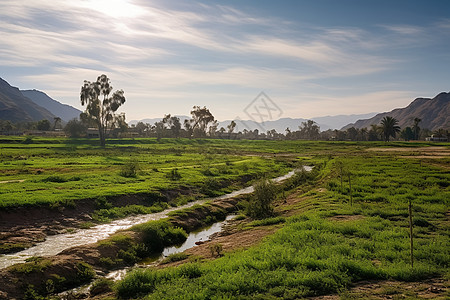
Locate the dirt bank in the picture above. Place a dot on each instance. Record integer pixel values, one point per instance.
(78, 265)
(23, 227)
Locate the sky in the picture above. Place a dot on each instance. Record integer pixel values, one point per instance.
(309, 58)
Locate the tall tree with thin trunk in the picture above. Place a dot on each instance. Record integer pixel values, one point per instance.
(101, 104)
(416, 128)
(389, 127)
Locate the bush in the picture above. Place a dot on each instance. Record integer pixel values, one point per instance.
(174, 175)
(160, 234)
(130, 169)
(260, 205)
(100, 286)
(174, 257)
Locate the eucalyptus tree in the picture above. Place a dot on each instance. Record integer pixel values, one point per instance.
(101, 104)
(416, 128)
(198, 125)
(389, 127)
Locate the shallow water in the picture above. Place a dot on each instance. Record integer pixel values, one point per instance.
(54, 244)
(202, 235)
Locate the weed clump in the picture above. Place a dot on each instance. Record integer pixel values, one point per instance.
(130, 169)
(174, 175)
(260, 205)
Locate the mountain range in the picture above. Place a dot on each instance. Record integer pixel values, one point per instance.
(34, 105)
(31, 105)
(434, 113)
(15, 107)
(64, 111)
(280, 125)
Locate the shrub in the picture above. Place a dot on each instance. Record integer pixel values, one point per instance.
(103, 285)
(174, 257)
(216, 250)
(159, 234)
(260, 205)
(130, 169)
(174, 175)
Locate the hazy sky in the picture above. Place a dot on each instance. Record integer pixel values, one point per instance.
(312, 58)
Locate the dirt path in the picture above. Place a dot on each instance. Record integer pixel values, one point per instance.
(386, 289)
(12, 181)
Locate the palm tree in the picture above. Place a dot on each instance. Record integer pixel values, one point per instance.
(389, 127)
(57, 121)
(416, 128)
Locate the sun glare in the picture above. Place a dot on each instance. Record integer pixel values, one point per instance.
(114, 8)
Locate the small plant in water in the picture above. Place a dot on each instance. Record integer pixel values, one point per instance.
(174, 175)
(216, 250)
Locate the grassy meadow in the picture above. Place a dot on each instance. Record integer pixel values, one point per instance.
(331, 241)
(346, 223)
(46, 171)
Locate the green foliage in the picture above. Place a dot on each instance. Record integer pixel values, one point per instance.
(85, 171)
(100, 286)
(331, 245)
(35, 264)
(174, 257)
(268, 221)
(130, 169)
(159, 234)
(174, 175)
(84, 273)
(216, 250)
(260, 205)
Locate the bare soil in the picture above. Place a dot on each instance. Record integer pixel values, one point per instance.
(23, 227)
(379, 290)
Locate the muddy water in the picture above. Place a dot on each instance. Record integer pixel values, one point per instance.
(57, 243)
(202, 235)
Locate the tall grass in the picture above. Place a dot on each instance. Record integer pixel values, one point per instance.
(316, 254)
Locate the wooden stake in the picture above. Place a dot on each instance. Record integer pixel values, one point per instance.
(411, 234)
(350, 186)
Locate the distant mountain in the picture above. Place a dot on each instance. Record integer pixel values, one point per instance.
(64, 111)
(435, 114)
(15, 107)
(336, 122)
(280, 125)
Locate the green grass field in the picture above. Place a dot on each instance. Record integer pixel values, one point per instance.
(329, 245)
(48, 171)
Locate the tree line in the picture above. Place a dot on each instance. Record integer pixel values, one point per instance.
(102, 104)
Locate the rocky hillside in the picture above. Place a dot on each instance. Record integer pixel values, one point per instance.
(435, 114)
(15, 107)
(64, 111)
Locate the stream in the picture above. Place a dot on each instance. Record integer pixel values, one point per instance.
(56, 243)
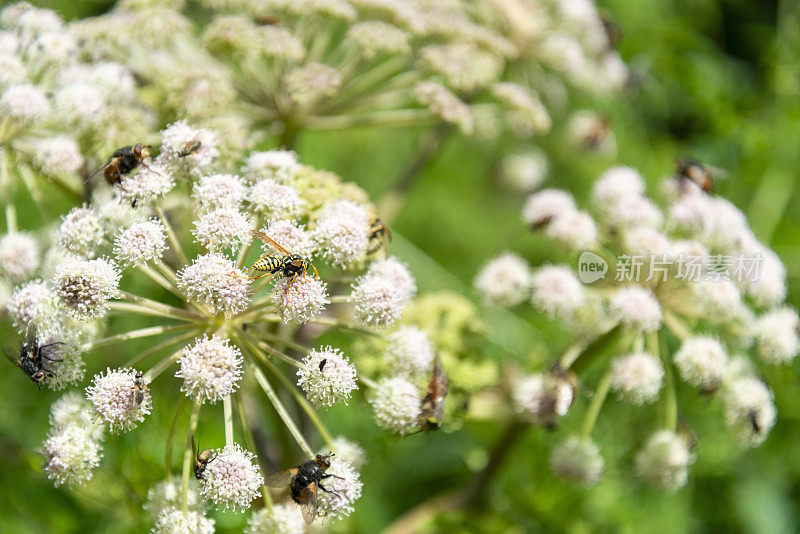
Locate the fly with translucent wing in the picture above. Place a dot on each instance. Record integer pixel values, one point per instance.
---*---
PROBLEM TO WORK ON
Copy out the material word for word, without any images.

RESULT OF THE EXERCISE
Locate the dirt bank in the picture above. Place a dot on each instance. Record integer pixel values, one point per instance.
(78, 265)
(23, 227)
Locate the sky in the picture above. Place a dot on each instance. Record integer pixel values, one point per instance.
(309, 58)
Locate the tall tree with thin trunk in the picture above. Place a dot on each instance. Record integer pixel values, one point per instance.
(101, 104)
(416, 128)
(389, 127)
Locate the bush in the picture above. Place a dot on each instance. Record integer pixel values, one point per instance.
(174, 175)
(160, 234)
(130, 169)
(260, 205)
(100, 286)
(174, 257)
Locate the eucalyptus tree in the picture above. Place a dot on each instance. Record integer pixel values, one point per instance.
(101, 104)
(416, 128)
(198, 125)
(389, 127)
Locate the shallow water in the picture above. Place a dot on each instance. Record integer pixel values, one point per instance.
(54, 244)
(202, 235)
Locate the weed clump in the picture above. Place a dot on each instance. Record integer pixel values, one point per instance.
(130, 169)
(174, 175)
(260, 205)
Locate the mountain range in the picture above. Place a dot on each instance. Record integer pixel values, one point per instance.
(34, 105)
(31, 105)
(434, 113)
(15, 107)
(64, 111)
(280, 125)
Locate the shrub in the picture above. Place a dot on each instance. Record integer pixel values, one point per instance.
(103, 285)
(174, 257)
(216, 250)
(159, 234)
(260, 205)
(130, 169)
(174, 175)
Locate the hazy sky in the picture above. Place a dot on each instance. Record integer pixel values, one point per instance.
(312, 58)
Locate the dirt path in the picture above. Place a dot on each instance. Record integer pixel values, one point per instance.
(386, 289)
(12, 181)
Locate the palm tree in the picture above. Place a dot on each instance. Record integer pixel values, one point per instance.
(389, 127)
(57, 121)
(416, 128)
Locate the sun glare in the picture above. Place a dot on each instance. Record integer pixel values, one point per instance.
(114, 8)
Locate the small plant in water in the picture above. Place a dot on each instance. Record integer pixel values, one point per instance.
(174, 175)
(216, 250)
Locate the grassy meadow in the picture above. Place a dot on each instance. Record integer pixel values, one point per instance.
(331, 241)
(346, 223)
(46, 171)
Locate the green foliage in the picture above. Place a dot on each instance. Record integer pixel values, one point per instance.
(85, 171)
(100, 286)
(331, 245)
(35, 264)
(174, 257)
(268, 221)
(130, 169)
(159, 234)
(174, 175)
(84, 273)
(216, 250)
(260, 205)
Locate the bare soil in the picture above. Place a dot on each instance. Record integer pixel values, one point per instance.
(23, 227)
(379, 290)
Locate the muddy water in the picture above. Place a dot on each instance. Record integer pixel values, one point per instance.
(57, 243)
(202, 235)
Locate the tall grass in the picture above. Place a dot on each instance. Record integer pixel values, one point per instance.
(316, 254)
Locate the wooden stake in the picture above. Place a dot on each instance. Record integer pixel values, one point per instance.
(411, 234)
(350, 186)
Locate the distant mountain in the picture above. Place a dot on each instance. Record integer pixel values, one point per instance.
(64, 111)
(435, 114)
(15, 107)
(336, 122)
(280, 125)
Locate the green grass field in the picture above. Place a dot on each instance. Record integer pixel values, one point per instance.
(329, 245)
(48, 171)
Locate the tree line in the picture above. Place a dot on each instance. Record integer pixel values, one point per instance.
(102, 104)
Locate the rocky hillside in the picture above. Place a dot on each instance. Record integer pixel values, one point per instance.
(435, 114)
(15, 107)
(64, 111)
Locate the stream in the picture above. Place a dot on each instance. Record integer pixel values, one point per instance.
(56, 243)
Locate the fly with translucent wing in the picture above. Place a dot on each instance. Record integer pixel values, one point per instance.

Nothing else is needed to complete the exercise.